> **DIRECTIONS FOR THIS TASK**
Among the entries below, which lines include the string "stone"? Show each one.

━━ EXERCISE MATERIAL

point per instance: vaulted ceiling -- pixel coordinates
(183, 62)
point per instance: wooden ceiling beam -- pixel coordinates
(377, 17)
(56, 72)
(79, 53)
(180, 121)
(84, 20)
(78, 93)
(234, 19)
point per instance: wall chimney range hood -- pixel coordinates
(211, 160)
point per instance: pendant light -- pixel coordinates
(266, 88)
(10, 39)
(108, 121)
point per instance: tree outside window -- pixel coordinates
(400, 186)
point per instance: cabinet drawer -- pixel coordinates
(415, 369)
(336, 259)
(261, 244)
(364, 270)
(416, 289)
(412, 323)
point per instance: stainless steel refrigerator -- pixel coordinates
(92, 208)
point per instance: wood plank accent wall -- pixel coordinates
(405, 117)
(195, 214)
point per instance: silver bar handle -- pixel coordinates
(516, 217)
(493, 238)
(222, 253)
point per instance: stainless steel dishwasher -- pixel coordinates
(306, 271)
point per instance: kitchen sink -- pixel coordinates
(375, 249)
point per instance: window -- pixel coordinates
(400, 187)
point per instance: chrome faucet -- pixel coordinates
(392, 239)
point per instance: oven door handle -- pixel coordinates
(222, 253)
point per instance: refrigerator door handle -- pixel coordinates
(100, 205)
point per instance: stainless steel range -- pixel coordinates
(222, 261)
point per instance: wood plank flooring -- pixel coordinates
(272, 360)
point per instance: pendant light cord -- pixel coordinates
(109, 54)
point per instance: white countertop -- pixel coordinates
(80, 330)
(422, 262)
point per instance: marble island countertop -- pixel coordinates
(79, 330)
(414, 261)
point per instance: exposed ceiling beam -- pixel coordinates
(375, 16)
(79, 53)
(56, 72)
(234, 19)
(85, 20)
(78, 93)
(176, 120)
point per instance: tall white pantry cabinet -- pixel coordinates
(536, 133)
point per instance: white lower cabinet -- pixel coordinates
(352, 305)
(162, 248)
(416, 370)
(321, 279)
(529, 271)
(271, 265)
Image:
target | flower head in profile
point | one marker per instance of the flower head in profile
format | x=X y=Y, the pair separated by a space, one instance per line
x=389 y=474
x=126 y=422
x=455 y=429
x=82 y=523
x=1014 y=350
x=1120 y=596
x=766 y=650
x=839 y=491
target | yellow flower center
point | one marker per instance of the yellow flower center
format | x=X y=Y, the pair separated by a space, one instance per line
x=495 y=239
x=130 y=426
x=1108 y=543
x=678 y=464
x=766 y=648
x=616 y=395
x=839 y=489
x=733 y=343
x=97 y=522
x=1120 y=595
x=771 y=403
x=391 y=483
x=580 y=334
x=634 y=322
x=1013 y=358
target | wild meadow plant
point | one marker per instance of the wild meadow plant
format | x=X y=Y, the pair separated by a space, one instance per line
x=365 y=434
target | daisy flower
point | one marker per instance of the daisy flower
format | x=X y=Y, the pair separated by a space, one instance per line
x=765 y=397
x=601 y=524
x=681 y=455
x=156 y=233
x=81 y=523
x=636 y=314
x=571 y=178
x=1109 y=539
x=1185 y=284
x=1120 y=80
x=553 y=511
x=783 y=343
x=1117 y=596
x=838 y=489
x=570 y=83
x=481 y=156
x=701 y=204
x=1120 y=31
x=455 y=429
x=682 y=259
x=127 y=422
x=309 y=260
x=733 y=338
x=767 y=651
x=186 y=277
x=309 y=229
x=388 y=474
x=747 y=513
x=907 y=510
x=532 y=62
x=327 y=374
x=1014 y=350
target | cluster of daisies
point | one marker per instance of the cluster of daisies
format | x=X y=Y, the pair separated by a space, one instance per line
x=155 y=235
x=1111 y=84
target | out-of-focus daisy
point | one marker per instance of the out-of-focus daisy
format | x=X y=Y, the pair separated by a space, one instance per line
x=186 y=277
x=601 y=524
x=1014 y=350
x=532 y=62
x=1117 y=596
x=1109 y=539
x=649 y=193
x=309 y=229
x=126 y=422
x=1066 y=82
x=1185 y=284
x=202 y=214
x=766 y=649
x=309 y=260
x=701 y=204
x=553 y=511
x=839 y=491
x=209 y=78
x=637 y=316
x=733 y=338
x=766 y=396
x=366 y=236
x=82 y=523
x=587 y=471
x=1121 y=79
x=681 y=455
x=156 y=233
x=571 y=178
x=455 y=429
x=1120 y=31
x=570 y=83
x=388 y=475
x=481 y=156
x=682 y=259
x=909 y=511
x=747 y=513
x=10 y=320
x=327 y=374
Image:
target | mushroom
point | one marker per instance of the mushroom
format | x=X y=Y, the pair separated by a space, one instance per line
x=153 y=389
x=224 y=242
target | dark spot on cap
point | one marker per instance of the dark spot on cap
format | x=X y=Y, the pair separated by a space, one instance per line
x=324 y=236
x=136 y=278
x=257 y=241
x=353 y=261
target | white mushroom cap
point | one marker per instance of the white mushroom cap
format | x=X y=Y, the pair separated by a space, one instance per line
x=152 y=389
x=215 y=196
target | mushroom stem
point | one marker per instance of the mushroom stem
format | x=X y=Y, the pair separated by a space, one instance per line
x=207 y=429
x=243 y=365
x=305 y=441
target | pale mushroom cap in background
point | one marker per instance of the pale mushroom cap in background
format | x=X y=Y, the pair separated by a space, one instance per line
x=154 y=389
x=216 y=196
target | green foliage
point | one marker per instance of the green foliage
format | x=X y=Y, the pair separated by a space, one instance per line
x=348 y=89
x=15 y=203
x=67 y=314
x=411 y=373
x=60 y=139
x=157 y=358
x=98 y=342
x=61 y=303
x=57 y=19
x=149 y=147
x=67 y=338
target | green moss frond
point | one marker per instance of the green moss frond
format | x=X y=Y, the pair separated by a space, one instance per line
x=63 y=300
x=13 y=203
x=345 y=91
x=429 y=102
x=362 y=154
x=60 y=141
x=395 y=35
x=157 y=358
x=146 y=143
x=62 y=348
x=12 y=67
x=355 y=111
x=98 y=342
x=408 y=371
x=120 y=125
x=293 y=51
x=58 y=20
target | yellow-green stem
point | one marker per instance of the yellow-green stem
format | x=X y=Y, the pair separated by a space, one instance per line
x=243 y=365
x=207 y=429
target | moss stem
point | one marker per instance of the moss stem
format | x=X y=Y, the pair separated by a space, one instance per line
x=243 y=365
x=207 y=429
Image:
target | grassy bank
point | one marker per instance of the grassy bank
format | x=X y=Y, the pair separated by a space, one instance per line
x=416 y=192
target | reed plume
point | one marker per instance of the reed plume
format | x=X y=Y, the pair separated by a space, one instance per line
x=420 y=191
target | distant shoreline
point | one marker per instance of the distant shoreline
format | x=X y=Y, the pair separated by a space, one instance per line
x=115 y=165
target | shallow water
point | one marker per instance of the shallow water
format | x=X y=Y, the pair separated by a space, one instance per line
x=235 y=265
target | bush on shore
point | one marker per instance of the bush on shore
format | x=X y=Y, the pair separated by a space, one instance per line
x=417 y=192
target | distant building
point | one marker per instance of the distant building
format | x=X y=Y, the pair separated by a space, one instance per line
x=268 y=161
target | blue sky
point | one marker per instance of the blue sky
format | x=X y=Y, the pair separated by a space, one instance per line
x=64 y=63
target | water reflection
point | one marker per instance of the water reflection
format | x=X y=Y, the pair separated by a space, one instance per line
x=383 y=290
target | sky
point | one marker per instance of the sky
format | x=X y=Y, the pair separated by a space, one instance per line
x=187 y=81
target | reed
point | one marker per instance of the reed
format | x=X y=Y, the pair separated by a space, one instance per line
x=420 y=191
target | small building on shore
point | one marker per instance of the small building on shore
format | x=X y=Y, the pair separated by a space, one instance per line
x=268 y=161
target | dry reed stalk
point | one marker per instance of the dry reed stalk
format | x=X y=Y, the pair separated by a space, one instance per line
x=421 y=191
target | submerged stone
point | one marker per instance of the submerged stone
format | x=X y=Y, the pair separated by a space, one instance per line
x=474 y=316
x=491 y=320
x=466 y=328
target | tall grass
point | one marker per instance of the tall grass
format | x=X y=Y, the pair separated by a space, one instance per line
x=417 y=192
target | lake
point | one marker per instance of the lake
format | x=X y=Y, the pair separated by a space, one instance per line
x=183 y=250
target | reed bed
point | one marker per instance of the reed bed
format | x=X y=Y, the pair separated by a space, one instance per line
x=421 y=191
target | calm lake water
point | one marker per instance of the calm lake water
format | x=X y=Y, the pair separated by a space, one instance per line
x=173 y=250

━━━━

> **ANSWER BOX**
target | submerged stone
point | one marker per instance of the submerged stone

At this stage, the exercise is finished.